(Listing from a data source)
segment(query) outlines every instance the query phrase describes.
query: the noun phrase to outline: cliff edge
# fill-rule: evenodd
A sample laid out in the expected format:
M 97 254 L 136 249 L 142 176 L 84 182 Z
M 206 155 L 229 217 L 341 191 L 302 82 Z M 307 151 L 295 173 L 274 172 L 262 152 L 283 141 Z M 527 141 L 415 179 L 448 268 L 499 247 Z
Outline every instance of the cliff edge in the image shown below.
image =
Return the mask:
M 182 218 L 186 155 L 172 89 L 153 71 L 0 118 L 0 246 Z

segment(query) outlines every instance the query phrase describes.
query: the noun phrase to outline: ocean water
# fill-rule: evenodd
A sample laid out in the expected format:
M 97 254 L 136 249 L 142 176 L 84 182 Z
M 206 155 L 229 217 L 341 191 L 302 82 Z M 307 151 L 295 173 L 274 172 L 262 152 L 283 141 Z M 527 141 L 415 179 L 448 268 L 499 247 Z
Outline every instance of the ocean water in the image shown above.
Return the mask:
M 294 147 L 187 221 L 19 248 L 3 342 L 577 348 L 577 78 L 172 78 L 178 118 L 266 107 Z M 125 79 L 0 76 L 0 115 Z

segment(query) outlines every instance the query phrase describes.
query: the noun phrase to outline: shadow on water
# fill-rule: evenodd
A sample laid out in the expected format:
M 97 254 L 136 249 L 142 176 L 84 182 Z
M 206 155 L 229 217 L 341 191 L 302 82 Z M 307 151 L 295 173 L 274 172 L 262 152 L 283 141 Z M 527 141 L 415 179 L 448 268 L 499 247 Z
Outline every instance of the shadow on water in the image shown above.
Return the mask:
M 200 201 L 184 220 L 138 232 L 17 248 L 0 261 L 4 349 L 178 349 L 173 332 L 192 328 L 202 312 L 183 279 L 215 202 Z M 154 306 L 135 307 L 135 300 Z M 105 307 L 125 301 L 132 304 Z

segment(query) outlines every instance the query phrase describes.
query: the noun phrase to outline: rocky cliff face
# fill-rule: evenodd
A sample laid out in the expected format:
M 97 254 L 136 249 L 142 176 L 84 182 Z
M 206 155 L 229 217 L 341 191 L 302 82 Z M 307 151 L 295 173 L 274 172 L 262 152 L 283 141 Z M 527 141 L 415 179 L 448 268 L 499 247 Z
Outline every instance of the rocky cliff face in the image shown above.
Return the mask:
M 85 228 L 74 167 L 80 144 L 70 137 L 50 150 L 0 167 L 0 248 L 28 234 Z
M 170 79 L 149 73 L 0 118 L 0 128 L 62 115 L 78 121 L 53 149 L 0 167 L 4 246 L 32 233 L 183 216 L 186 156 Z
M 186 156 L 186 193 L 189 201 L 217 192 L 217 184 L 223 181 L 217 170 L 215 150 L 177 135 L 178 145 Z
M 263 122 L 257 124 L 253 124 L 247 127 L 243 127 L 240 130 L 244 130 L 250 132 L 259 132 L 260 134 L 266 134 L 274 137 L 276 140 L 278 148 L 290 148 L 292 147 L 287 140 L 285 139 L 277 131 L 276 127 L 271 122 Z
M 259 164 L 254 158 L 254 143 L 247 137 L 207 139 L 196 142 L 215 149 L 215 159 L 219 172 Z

Stated problem - Reproduce the listing above verbatim, from its first line through the line containing "M 182 218 L", with both ends included and nothing else added.

Answer to the exercise -
segment(query) outlines every instance the query phrase describes.
query: the noun phrase to outline: cliff edge
# fill-rule: evenodd
A sample laid out in the expected format:
M 97 254 L 136 249 L 142 176 L 84 182 Z
M 206 155 L 229 217 L 341 191 L 302 82 Z M 307 151 L 295 173 L 274 172 L 262 152 L 283 141 Z M 527 141 L 415 179 L 448 268 L 499 247 Z
Outline every instance of the cliff edge in the image shown below.
image =
Return the mask:
M 182 218 L 186 155 L 172 89 L 153 71 L 0 118 L 0 246 Z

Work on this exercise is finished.